▸ **Task requirements**
Copy the text on uterine infusions in cows from "Infusions began 24" to "into the uterus.", word for word.

[[ Text provided open ]]

In the first experiment investigating the effects of LPS, animals were randomly administered a control infusion of 10 ml sterile PBS or 10 ml sterile PBS containing 3.0 μg/kg E. coli serotype 055:B5 LPS (Sigma-Aldrich). In the second experiment investigating the effects of TNFα, animals were randomly administered a control infusion of 10 ml sterile PBS, or 10 ml sterile PBS containing 0.1 μg rhTNFα (Sigma-Aldrich). Treatments were administered in a crossover design such that each animal received both control and LPS treatments in the first experiment, followed by control and TNFα treatments in the second experiment, with a recovery period of one spontaneous estrous cycle between treatment periods to minimize carry-over effects from the previous treatment.

Infusions began 24 h after first observed standing estrus following PG2 and were administered every 6 h for 9 days. Infusions were carried out by passing a sterile, disposable bovine uterine catheter (Arnolds, UK) through the cervix and into the uterine lumen guided by transrectal palpation. The treatment was drawn into a sterile 10 ml syringe (BD) which was then attached to the end of the catheter and the contents infused into the uterus.

Clinical examination

Reproductive function was monitored as previously described7,8. Briefly, the genital tract of each cow was examined by transrectal palpation and ultrasonography using a 7.5 MHz linear array transducer (Honda HS-2000; Honda Electronics, Aichi, Japan). Ovarian follicles ≥ 4 mm in diameter and corpora lutea in each ovary were identified, and the maximum diameter of each structure was estimated by averaging measurements made using the instrument’s internal calipers in two dimensions at 90 degrees7,35. A follicle was defined as a non-echogenic structure with a clear demarcation between the follicular wall and the antrum; and, the day of dominance was defined as the day the largest follicle on the ovary achieved an internal diameter of ≥ 8.5 mm which corresponds to the onset of deviation36. The day of ovulation was classed as the last day a dominant follicle was scanned before it disappeared and a CL subsequently formed in its place35. A CL was characterized by a grainy echogenic structure with a well-defined border within the ovarian stroma, often with a non-echogenic lacuna.

General health was monitored every 6 h throughout the study period, including measurement of rectal temperature using a standard digital thermometer (National Veterinary Supplies, Stoke-on-Trent, UK). Body weight was estimated using a proprietary weigh-band (Ascott Ltd, Powys, UK) placed around the chest and shoulder area. Body condition was scored by visual assessment and palpation of areas of each animals body and assigning a score based on the fat distribution37.

[[ Text provided closed ]]
[[ Source data open ]]

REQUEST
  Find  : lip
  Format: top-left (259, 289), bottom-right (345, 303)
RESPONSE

[[ Source data closed ]]

▸ **Solved problem**
Infusions began 24 h after first observed standing estrus following PG2 and were administered every 6 h for 9 days. Infusions were carried out by passing a sterile, disposable bovine uterine catheter (Arnolds, UK) through the cervix and into the uterine lumen guided by transrectal palpation. The treatment was drawn into a sterile 10 ml syringe (BD) which was then attached to the end of the catheter and the contents infused into the uterus.